STATED GOAL:
Rewrite the lines below as a JSON list of strings, one string per line, leaving out blank lines. Start with the line containing "Target | black flat shoe" and go on through the end of the rows, taking in both ends.

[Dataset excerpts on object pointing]
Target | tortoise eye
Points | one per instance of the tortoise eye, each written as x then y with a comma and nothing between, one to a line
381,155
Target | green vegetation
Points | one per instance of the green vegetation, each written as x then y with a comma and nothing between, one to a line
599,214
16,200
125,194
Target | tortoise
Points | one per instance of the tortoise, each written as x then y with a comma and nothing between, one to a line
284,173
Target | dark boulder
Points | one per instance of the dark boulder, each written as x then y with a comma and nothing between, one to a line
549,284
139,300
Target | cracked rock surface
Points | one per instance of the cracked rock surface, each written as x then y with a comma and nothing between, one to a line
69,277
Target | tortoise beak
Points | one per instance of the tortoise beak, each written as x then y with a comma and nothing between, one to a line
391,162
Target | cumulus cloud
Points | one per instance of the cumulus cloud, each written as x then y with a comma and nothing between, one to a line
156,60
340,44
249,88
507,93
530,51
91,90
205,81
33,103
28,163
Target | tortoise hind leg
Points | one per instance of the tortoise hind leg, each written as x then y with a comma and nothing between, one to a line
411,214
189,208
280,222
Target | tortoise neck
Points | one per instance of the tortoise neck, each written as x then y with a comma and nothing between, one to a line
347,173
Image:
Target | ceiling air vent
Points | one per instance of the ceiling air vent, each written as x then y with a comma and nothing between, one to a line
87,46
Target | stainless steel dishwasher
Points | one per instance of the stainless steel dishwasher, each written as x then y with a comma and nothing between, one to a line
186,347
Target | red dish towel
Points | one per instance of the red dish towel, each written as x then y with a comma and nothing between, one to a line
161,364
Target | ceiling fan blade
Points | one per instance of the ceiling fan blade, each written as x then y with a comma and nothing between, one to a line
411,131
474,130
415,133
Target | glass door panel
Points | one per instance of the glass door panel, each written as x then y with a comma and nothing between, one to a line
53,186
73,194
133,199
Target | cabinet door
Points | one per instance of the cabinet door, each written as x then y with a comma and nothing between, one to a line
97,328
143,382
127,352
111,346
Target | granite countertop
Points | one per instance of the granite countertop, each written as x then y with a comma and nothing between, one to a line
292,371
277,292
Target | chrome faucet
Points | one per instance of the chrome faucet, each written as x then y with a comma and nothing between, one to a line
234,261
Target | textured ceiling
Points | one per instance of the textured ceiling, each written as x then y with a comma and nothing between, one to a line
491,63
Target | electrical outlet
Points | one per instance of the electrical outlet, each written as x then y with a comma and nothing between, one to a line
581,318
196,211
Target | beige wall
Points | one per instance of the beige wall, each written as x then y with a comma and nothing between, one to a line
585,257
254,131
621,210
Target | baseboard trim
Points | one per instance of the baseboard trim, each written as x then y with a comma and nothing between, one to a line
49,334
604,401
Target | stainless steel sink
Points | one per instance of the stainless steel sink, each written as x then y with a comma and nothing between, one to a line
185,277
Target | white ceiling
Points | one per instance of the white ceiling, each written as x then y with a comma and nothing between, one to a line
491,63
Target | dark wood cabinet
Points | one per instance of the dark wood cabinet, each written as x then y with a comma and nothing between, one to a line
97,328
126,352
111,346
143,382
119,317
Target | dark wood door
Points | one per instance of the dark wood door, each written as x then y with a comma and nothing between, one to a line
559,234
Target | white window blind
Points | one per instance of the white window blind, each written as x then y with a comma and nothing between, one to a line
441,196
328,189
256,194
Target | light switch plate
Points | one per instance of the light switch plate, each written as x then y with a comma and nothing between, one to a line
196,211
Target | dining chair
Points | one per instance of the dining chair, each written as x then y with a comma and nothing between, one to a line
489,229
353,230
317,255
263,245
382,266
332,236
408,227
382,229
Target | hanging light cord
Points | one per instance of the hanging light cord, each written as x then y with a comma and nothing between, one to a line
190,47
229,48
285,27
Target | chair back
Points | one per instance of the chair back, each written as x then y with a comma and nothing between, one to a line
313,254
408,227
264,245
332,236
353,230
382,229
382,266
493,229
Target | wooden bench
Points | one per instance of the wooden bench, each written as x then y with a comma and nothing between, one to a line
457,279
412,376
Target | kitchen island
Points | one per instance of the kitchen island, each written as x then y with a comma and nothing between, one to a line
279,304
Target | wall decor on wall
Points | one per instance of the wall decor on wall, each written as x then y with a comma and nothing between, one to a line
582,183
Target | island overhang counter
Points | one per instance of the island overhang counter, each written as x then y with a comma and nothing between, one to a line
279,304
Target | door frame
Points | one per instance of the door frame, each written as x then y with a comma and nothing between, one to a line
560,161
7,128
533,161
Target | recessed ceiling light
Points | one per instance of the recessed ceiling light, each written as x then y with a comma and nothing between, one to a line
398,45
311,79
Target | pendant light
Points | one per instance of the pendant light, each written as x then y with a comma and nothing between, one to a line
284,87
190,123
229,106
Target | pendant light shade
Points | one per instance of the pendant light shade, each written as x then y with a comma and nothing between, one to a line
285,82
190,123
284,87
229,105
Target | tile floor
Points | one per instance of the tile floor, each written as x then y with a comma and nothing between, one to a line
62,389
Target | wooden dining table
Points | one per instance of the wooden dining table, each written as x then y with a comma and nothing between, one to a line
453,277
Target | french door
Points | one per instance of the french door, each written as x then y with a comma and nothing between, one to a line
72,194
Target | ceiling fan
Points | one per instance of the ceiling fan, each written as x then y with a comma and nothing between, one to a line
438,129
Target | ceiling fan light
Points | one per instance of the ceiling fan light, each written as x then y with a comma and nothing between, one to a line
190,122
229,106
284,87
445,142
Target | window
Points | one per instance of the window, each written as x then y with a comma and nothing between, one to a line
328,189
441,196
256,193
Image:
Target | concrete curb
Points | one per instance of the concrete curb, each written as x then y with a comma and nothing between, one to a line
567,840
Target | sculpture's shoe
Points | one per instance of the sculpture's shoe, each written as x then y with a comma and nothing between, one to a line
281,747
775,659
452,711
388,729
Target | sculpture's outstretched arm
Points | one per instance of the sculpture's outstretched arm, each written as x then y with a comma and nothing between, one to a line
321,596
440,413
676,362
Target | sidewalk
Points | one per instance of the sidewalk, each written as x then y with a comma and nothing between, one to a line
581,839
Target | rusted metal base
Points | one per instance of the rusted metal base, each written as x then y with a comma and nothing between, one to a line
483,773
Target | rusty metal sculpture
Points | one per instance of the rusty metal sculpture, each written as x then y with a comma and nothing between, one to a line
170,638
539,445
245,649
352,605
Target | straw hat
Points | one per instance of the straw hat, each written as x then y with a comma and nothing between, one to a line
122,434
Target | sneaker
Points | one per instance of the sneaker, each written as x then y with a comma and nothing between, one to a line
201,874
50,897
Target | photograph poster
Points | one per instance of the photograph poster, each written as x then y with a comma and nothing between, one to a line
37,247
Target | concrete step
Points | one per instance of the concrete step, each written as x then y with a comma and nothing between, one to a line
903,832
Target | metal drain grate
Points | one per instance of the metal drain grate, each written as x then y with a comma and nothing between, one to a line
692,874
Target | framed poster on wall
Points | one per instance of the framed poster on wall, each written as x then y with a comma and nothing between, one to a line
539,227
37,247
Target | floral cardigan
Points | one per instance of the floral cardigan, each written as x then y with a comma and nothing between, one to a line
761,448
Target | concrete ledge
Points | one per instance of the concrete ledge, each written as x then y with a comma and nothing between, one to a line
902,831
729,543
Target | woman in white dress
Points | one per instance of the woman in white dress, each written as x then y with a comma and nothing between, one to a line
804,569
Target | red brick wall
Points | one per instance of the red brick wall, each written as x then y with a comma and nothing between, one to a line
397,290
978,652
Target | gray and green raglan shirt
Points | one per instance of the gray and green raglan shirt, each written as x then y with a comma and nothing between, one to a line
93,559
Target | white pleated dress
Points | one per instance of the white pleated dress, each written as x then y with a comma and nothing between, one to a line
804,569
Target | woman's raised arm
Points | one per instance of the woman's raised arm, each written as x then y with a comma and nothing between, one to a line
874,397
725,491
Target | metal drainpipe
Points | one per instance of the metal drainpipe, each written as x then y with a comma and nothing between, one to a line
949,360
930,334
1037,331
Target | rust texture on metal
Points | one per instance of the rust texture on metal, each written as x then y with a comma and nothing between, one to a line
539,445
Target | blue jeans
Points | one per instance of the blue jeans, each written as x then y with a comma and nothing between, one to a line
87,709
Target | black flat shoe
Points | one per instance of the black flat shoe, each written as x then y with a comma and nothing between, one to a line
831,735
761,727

ANSWER FOR THE TASK:
[
  "Target | black flat shoe",
  "Points | one per instance of the black flat shoe, each written as x then y with a comma and nothing between, one to a line",
  "831,735",
  "761,727"
]